Extracted data entries:
++++

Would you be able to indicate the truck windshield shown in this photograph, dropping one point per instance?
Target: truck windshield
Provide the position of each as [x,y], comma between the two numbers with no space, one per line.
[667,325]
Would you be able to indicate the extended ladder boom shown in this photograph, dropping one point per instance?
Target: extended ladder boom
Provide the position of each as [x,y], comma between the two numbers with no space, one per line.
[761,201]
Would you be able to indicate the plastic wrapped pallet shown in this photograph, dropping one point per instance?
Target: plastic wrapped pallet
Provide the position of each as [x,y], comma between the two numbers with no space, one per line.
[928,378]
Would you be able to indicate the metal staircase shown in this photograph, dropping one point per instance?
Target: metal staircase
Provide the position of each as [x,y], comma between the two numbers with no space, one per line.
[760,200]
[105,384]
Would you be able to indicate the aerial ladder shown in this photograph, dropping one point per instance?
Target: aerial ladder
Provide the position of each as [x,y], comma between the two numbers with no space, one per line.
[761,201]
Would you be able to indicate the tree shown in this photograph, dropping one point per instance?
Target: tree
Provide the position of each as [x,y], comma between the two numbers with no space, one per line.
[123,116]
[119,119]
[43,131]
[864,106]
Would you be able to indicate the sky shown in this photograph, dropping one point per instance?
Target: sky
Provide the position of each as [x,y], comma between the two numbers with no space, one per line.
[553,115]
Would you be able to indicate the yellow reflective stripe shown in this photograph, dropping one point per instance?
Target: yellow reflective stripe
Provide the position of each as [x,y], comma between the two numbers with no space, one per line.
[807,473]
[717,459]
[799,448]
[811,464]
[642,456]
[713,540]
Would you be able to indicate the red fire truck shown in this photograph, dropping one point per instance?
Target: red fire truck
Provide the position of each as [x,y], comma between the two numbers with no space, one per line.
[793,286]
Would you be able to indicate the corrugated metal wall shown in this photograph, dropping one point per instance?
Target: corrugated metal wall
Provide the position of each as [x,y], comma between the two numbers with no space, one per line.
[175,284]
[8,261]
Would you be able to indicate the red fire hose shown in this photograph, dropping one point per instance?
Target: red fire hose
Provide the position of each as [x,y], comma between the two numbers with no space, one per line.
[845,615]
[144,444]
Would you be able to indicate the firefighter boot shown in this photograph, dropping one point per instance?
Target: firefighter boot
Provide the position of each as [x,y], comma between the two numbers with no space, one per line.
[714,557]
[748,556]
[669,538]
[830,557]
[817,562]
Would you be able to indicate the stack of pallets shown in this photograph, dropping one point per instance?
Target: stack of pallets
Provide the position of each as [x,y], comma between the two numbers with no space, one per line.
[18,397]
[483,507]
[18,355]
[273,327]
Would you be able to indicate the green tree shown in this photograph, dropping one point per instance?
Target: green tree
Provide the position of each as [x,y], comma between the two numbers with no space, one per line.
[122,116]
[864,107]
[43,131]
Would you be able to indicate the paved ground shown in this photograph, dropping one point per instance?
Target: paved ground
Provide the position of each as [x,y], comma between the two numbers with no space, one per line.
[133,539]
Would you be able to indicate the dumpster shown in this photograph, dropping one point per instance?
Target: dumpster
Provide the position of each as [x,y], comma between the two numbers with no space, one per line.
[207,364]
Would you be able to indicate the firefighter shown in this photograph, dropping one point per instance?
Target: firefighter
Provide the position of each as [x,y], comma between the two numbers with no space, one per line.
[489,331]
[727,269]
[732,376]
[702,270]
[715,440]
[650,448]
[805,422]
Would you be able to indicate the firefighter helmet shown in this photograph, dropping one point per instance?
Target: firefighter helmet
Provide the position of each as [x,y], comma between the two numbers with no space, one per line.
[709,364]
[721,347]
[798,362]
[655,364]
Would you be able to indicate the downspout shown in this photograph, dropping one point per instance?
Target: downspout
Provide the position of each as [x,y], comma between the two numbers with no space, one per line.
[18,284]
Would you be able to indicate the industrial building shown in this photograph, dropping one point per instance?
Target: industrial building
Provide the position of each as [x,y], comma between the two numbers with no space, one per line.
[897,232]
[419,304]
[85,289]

++++

## WHAT IS BEING ASKED
Every record above should be output exactly.

## OUTPUT OF THE TASK
Would you be able to indicate the truck windshield shown in this photograph, dropping one point per instance?
Target: truck windshield
Provide the position of each as [x,y], comma between the two numbers with no space, one per line.
[667,325]
Would you be able to indicate the extended ladder boom shown in this photograph, dropping one point per instance?
Target: extended ladder boom
Provide the position of each as [x,y], comma between the two numbers with no space, one per line.
[761,201]
Would you be able to indicate the plastic wrapped pallet shown in this photograph, dropping one point per instance?
Target: plastic wrapped pallet
Provide the position of each as [x,y], comma between the two numbers with no space, one per line.
[928,378]
Would you be able to indicate the metal staircase shown in this photograph, dropping one point per instance?
Target: metal staircase
Provide the position of each as [x,y], comma between the two numbers with no space, one per line.
[760,200]
[105,384]
Would you be able to indicate the aerial ladder shown in this photograph, dropping one point per instance?
Target: aerial ladder
Provide the position of each as [x,y], comma between the two numbers with no space, one per line.
[761,201]
Would you be able to indicate the tree shown in this photograph, dropping one point per instance?
Target: tree
Provide the position of each as [x,y], comma between the two numbers with no space, one per line.
[123,116]
[119,119]
[43,131]
[864,106]
Would you be able to indicate the sky shown in this photograph, dropping one point per instance?
Target: sky
Provide the position of each as [x,y], comma between the two numbers with no space, one per line.
[553,115]
Would you be able to indicate the yellow reflective stripe shown in this photograph, dropping one point per instance?
Target: yellow reflective stripe
Provide the position of each as [x,y], comma between the two numbers with no space, one per line.
[807,473]
[717,459]
[799,448]
[811,464]
[642,456]
[713,540]
Would you be able to indicate the red fire truck shown in this photograph, dropping one point per instance?
Target: red fire truck
Provide the position of each as [x,y], comma between the two numbers with no space, one per line.
[793,286]
Would you be able to indicate the corrugated metal wall shown in this photograph, dropping one point per instance?
Target: corrugated metal wall
Provide the position of each as [x,y], comma between the two numbers with no space, one per line.
[175,284]
[8,261]
Would you be able to indicate the red fire hose shown in this photograph, dropping one point per instance?
Target: red fire hose
Provide the position of each as [x,y], comma between the two numbers with no space, one per line.
[845,615]
[144,444]
Would you be able to indicate the firefighter boot shown in this photograph, dropping one point per instance?
Target: firefighter boot
Provide the position of each as [x,y], comma between the two numbers with no space, one per line.
[714,557]
[748,556]
[669,538]
[830,557]
[817,562]
Would you be able to indicate the stack of pallets shown in this photograph, dropping one point per instance?
Target: stack of pallets
Provide the position of each as [x,y], comma between the two numbers with no space, one per line.
[18,397]
[483,507]
[18,355]
[273,327]
Would you be able to indicate the green tree shown in this photograph, dropping one point per instance?
Target: green tree
Provide the position of each as [x,y], comma between the two numbers with no space, one per line.
[122,116]
[864,107]
[43,131]
Would you be able to indicate the paved ground shown in this photograph, dropping one point per instance?
Target: paved ground
Provide the position of each as [x,y], comma between the two numbers with no space, one per line.
[133,539]
Would you be able to indicate the dumpster shown in this photograph, dropping one point per instance?
Target: dumpster
Provide the position of each as [x,y], comma between the two numbers with no space, one per line.
[207,364]
Would you be able to indicate the firefighter shown in this photograph, dropping one point per instance?
Target: firefighter
Provide the position of each as [x,y], comma between the two numbers with no space, one per line.
[489,331]
[727,269]
[732,376]
[702,270]
[715,440]
[650,448]
[805,422]
Would you be able to indicate the firefighter helmet shown in this photograph, dropping one point per instance?
Target: firefighter helmet
Provide the position of each as [x,y], comma between the two numbers with no space, one per line.
[709,364]
[721,347]
[798,362]
[655,364]
Would you be able to indicate the downspout shown in this photograph, dropping one point per instance?
Target: downspout
Provide the position of each as [x,y], comma between the two numbers with no space, one per line.
[18,284]
Would you be able to indicate the industrial building shown in this photograph, dropping one point per instance?
Target: industrial building
Provide the position of each as [x,y], comma between the two numbers with no space, one per line.
[897,232]
[419,304]
[85,289]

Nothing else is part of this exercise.